begin DATA FOR THE TASK

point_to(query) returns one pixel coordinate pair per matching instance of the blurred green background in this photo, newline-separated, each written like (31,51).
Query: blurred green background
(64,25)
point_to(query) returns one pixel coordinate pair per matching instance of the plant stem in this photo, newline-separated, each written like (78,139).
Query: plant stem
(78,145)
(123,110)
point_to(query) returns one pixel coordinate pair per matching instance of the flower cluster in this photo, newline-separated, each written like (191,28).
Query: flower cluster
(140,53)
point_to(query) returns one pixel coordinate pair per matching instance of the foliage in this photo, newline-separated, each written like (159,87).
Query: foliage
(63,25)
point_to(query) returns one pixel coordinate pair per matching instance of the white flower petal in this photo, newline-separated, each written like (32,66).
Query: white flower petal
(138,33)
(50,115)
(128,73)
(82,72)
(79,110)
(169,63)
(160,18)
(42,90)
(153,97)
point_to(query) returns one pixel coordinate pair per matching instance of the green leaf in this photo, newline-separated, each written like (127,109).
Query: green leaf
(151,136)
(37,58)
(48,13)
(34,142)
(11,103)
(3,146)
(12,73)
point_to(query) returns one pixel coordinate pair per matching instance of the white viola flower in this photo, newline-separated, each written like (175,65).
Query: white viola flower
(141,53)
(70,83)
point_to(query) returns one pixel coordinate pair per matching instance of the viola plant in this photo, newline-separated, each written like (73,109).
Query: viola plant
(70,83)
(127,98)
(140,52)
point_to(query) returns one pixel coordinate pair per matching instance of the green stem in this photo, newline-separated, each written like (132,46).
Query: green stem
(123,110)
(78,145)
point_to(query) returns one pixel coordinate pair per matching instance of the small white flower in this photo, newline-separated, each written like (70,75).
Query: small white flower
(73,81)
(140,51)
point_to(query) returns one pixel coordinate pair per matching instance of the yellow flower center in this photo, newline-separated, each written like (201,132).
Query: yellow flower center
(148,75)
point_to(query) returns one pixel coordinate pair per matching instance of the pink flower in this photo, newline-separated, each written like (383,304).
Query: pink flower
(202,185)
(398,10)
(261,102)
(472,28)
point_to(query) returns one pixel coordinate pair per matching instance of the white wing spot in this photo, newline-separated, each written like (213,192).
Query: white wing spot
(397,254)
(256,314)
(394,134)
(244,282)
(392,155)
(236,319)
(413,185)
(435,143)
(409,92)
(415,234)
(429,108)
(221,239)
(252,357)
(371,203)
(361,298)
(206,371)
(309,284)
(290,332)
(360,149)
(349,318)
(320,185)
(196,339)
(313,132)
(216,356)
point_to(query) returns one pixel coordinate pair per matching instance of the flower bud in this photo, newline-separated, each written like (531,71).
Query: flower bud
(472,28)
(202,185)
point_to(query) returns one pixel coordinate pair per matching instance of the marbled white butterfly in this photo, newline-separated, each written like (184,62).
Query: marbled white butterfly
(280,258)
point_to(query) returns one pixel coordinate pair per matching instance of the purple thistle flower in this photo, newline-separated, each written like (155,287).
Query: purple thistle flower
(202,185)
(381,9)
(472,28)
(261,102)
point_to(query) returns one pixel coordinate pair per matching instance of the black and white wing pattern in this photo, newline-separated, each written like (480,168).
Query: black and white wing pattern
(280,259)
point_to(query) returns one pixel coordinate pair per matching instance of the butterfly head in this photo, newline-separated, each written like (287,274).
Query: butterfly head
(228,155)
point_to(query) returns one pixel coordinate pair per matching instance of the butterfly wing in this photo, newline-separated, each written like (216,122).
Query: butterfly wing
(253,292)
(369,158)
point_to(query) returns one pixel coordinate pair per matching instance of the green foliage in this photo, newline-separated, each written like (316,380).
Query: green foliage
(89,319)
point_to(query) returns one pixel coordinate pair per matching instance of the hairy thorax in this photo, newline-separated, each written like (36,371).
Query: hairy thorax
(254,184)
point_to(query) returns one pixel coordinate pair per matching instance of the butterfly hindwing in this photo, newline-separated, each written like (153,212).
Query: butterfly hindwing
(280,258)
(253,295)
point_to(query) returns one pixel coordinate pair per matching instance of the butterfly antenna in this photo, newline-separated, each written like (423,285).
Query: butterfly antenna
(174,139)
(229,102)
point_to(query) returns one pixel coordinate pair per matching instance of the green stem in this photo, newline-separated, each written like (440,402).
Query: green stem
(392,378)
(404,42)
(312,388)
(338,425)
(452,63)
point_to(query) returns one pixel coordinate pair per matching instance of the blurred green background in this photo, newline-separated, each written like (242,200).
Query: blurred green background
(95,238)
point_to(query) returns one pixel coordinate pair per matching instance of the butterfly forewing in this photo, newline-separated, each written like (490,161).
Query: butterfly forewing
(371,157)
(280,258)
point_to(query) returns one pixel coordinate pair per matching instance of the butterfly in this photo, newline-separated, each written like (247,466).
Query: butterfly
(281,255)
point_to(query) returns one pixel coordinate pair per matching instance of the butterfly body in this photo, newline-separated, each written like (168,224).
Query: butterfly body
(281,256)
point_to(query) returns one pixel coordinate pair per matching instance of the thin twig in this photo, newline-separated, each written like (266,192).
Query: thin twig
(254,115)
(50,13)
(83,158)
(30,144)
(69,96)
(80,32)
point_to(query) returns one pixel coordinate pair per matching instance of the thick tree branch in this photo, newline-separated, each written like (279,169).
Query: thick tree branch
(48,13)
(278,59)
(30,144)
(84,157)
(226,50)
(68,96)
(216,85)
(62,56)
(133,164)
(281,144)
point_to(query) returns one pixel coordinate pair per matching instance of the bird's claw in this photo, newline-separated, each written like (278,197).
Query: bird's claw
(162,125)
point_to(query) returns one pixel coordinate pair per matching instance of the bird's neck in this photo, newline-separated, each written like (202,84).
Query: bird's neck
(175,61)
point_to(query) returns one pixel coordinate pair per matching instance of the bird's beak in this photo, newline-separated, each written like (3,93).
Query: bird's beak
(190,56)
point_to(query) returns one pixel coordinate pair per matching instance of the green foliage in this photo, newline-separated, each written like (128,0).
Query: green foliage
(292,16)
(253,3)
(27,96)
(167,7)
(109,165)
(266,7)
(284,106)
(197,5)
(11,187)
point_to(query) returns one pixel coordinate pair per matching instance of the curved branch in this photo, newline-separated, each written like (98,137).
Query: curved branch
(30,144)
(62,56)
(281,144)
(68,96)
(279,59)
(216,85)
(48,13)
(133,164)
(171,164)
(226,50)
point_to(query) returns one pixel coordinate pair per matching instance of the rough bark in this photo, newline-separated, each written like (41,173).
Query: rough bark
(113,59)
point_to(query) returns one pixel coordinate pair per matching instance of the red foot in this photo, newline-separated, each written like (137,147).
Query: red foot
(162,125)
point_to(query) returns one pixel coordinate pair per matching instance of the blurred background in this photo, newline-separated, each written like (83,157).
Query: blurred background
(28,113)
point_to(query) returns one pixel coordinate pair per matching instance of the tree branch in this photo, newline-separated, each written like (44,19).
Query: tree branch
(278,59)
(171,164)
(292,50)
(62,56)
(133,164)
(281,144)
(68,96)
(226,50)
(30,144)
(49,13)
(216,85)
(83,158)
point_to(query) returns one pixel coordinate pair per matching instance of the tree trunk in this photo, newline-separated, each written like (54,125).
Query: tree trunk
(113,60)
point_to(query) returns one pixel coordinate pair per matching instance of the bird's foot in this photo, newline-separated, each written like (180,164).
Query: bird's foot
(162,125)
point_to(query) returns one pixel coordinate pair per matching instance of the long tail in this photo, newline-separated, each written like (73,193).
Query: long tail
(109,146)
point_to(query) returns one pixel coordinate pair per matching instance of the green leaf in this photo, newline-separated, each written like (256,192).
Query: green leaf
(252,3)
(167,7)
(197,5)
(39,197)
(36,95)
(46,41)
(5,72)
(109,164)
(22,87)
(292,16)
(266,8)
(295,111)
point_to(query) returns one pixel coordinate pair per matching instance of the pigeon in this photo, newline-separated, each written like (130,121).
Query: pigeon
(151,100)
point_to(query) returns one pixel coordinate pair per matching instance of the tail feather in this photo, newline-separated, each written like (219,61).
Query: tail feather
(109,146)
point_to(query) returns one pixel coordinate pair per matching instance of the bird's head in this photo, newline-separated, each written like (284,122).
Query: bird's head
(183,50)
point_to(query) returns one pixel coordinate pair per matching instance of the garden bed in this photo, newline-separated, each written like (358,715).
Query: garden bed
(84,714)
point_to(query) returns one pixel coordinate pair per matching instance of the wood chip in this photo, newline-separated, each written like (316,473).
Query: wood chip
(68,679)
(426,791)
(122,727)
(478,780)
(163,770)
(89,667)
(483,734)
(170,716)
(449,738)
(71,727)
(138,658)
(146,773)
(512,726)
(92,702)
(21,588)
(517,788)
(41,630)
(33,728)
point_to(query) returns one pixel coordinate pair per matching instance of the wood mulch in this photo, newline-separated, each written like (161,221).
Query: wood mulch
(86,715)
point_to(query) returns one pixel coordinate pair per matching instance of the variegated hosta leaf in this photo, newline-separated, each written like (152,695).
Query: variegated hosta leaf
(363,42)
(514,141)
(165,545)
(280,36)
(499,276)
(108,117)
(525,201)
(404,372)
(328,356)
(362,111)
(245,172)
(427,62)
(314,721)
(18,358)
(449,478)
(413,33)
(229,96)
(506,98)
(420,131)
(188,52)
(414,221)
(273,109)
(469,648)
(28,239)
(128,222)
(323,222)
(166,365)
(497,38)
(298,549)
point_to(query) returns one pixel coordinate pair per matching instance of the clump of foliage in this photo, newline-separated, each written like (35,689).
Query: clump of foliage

end DATA FOR THE TASK

**DIRECTION:**
The answer consists only of the lines from the one containing "written like (316,473)." to the end of the records, each written out exactly.

**ANSWER:**
point_to(query) returns one pixel coordinate pair per matching instance of the wood chip in this photo, newline-separated, each written like (316,473).
Query: wood chip
(68,679)
(426,791)
(122,727)
(478,780)
(163,770)
(89,667)
(483,734)
(170,716)
(449,738)
(71,727)
(138,658)
(146,773)
(512,726)
(92,702)
(21,588)
(517,788)
(41,630)
(33,728)
point_to(query) returns one pixel coordinate pair per matching instance of the wood mulch in this photo, newline-separated, each written like (161,221).
Query: wood mulch
(86,715)
point_to(query) returns one pixel coordinate pair per matching instance of the variegated hosta leaf in this photo, newline-separated, each written like (152,695).
Query: variegated hosta leaf
(363,42)
(514,141)
(165,545)
(280,36)
(499,276)
(108,117)
(525,201)
(404,372)
(328,356)
(362,111)
(245,172)
(427,62)
(314,721)
(18,358)
(449,478)
(413,33)
(229,96)
(506,98)
(420,131)
(188,52)
(414,221)
(273,109)
(469,648)
(28,239)
(128,222)
(323,222)
(166,365)
(497,38)
(298,549)
point_to(query) returns one pixel coordinate pair per matching instance of the clump of foliage in this photo, newline-separated, each written like (35,689).
Query: clump of foliage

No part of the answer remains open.